The Fisheries Division of the Ministry of Agriculture, Lands, Forestry, Fisheries and the Environment, through funding support from the GEF/UNDP Ridge to Reef Project continues to make strides in the area of coral reef restoration.
Approximately 300 meters from shore on the North end of the Grand Anse Beach, St. George’s, a mere 3 meters below sea level, lies the site of the Grenada Marine Protected Area Coral Nursery program. The area, which is demarcated by four Pillar buoys bearing the words “Coral Nursery”, is also home to a natural stand of Acropora palmata, a species of coral commonly referred to as Elkhorn coral.
These corals, which acquired their name due to their ‘elk antler-like’ appearance, have been a prominent reef-building coral throughout the Caribbean and was once the most abundant coral species found on coral reefs in the Caribbean and Florida Keys. Sadly, more than 90% of Elkhorn coral populations have been lost due to coral diseases, storm damage, coral bleaching, predation, climate change and human activity. These factors have created a synergistic effect that greatly diminishes the survival and reproductive success of the species; thereby, making natural recovery a slow, seemingly impossible process. Coral nursery initiatives are therefore critical for the rehabilitation of the endangered Elkhorn coral, if there is to be any hope of restoring Caribbean coral reefs to their optimal ecological conditions.

Data items
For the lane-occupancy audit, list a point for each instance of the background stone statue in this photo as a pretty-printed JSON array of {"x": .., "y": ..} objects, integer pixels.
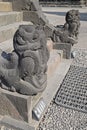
[
  {"x": 24, "y": 70},
  {"x": 68, "y": 33}
]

→ **Assigned task A**:
Reproduce the passage of the coral restoration text that begins at the words "The Fisheries Division" and stops after "coral reef restoration.".
→ **Assigned task B**:
According to the coral restoration text, are these statements true? Answer yes or no for each and quote the words that settle it. (i) The nursery site lies about 300 meters from shore. (ii) The nursery site sits 30 meters below sea level. (iii) The nursery area is marked by four Pillar buoys.
→ **Assigned task C**:
Why does the coral restoration text call coral nursery initiatives critical for Elkhorn coral?

→ **Written response A**:
The Fisheries Division of the Ministry of Agriculture, Lands, Forestry, Fisheries and the Environment, through funding support from the GEF/UNDP Ridge to Reef Project continues to make strides in the area of coral reef restoration.

→ **Written response B**:
(i) Yes: "Approximately 300 meters from shore"
(ii) No: "a mere 3 meters below sea level"
(iii) Yes: "demarcated by four Pillar buoys bearing the words “Coral Nursery”"

→ **Written response C**:
More than 90% of Elkhorn coral populations have been lost to diseases, storm damage, bleaching, predation, climate change and human activity. Together these factors greatly diminish the species' survival and reproductive success, making natural recovery a slow, seemingly impossible process. Nurseries are therefore needed to rehabilitate the coral if Caribbean reefs are to be restored.